**TO DO**
This task calls for copying every line of the records that includes the word "bollard".

Source records
----

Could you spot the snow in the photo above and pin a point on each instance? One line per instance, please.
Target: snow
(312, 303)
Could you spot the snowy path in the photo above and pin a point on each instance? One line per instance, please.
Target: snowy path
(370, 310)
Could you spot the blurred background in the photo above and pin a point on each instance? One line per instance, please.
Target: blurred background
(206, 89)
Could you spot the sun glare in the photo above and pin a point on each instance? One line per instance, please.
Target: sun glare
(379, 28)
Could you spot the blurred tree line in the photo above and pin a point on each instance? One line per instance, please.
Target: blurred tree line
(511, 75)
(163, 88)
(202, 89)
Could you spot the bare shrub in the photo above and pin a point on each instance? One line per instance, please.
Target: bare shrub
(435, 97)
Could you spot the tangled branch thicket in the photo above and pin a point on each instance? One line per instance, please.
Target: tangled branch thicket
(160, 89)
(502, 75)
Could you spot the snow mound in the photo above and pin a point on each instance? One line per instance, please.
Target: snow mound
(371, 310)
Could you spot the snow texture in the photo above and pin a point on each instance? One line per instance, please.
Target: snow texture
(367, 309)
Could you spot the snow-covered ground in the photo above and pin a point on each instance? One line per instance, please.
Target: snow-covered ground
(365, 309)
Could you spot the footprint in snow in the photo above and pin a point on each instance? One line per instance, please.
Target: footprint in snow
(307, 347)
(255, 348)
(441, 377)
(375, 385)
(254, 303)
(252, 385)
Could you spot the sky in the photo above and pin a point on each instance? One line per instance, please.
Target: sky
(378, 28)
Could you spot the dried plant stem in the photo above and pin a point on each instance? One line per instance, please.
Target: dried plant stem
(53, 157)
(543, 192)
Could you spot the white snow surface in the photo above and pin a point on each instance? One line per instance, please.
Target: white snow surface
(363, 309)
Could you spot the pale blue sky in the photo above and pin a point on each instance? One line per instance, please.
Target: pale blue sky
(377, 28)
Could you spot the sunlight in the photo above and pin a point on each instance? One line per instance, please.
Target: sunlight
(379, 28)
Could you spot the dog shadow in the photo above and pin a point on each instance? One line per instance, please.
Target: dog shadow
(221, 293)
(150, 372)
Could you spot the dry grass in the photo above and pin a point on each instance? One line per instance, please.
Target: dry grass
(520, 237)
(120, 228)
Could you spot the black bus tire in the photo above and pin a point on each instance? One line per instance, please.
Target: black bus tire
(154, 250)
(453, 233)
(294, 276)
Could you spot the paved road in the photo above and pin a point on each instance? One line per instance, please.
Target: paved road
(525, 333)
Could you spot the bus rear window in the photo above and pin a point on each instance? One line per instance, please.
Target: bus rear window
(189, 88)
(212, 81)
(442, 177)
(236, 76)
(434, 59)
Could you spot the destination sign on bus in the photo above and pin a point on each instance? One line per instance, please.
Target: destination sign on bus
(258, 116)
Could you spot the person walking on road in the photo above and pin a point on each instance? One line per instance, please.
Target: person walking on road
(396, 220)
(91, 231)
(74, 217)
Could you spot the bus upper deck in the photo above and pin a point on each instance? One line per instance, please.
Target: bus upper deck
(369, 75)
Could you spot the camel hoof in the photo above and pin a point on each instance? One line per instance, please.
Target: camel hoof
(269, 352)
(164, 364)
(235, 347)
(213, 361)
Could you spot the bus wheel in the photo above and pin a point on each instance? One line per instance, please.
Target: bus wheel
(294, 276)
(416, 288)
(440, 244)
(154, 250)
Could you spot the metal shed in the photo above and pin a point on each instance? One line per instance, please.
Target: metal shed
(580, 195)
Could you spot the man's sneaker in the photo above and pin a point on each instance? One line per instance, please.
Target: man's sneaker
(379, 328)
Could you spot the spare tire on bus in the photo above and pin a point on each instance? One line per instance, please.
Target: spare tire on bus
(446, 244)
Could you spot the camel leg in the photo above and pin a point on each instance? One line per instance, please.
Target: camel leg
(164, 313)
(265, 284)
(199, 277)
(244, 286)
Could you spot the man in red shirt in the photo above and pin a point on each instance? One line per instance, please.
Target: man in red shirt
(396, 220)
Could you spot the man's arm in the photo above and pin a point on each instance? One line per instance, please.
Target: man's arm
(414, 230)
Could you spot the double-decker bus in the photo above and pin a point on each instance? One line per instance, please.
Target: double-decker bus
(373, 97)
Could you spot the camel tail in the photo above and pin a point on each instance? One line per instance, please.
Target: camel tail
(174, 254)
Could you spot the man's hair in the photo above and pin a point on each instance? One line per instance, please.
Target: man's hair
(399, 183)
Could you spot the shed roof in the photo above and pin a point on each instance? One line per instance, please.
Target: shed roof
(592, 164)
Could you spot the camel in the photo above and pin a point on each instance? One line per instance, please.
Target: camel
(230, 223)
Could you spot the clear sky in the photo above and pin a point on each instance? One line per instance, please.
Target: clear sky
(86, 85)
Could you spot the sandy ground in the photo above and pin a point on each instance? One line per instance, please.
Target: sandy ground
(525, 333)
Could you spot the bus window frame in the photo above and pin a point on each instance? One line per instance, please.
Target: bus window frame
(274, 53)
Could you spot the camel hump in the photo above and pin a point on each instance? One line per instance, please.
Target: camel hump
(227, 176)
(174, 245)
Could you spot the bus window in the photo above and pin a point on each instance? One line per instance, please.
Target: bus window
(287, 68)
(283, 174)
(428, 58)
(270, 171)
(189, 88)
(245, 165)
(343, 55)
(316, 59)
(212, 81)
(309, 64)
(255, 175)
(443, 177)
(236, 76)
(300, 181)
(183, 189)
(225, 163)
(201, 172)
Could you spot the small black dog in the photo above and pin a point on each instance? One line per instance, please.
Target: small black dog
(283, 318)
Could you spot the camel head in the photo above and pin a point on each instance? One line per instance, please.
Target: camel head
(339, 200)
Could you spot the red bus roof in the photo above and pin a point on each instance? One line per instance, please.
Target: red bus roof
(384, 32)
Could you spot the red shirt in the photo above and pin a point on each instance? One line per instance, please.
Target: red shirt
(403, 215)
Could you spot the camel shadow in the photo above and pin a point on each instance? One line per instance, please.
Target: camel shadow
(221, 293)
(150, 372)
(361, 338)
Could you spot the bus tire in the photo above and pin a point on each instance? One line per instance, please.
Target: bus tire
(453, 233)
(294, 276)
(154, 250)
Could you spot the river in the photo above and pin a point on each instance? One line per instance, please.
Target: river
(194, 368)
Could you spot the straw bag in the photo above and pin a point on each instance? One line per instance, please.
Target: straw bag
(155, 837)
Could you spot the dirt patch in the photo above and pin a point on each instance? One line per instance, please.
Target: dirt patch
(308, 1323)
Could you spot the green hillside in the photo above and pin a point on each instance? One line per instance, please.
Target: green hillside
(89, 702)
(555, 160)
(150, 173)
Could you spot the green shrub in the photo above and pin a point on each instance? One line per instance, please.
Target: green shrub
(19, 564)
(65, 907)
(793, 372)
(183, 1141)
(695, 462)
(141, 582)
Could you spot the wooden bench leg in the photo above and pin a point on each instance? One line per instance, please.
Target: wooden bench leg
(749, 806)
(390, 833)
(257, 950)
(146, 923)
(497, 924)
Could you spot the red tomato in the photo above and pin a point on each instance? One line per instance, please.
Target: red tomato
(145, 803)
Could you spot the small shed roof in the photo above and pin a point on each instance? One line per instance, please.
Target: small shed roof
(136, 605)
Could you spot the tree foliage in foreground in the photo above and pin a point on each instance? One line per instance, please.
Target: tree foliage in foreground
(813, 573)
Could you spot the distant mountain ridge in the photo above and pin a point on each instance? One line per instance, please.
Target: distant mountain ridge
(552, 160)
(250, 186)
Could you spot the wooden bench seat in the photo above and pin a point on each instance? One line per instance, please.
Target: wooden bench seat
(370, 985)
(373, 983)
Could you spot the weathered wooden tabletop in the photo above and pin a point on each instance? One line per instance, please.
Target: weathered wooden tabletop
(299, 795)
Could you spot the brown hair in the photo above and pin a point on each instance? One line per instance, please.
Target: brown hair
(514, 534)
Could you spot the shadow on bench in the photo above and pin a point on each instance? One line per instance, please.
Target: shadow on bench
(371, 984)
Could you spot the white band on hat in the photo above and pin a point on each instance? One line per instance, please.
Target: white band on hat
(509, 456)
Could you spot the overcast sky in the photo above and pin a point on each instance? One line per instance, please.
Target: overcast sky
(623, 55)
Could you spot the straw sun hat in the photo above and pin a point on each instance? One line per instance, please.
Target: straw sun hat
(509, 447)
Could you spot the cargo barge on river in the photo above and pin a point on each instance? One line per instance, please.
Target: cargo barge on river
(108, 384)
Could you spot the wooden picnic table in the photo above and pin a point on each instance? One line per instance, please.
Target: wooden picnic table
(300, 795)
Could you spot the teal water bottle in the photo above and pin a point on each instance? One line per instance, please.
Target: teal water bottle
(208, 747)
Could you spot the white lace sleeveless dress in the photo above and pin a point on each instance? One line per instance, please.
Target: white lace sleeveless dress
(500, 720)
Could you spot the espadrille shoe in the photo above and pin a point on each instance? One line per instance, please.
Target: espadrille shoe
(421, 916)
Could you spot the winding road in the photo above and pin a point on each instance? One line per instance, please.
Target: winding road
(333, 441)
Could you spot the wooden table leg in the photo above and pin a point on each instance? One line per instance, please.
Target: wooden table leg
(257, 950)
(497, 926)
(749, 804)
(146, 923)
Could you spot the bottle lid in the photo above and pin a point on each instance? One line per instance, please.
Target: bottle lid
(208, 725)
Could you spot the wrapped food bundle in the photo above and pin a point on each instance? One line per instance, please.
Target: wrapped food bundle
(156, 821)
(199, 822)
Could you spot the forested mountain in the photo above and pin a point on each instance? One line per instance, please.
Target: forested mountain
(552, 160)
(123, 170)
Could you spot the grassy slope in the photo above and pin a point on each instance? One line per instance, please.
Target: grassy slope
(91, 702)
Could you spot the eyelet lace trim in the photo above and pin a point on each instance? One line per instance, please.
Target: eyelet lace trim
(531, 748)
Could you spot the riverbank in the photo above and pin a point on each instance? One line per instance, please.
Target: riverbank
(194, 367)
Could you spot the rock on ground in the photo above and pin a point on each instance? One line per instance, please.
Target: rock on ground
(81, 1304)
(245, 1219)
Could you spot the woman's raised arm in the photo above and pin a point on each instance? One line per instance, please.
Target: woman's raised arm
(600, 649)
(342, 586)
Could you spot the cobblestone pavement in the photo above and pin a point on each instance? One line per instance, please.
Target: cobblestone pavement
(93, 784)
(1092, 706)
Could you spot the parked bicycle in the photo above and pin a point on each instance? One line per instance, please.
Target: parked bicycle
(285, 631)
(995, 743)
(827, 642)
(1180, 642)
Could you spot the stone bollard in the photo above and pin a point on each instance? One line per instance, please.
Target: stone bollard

----

**REPLY**
Could you spot the stone bollard in the photo above and pin a point on each instance? One line per instance, please.
Target: stone bollard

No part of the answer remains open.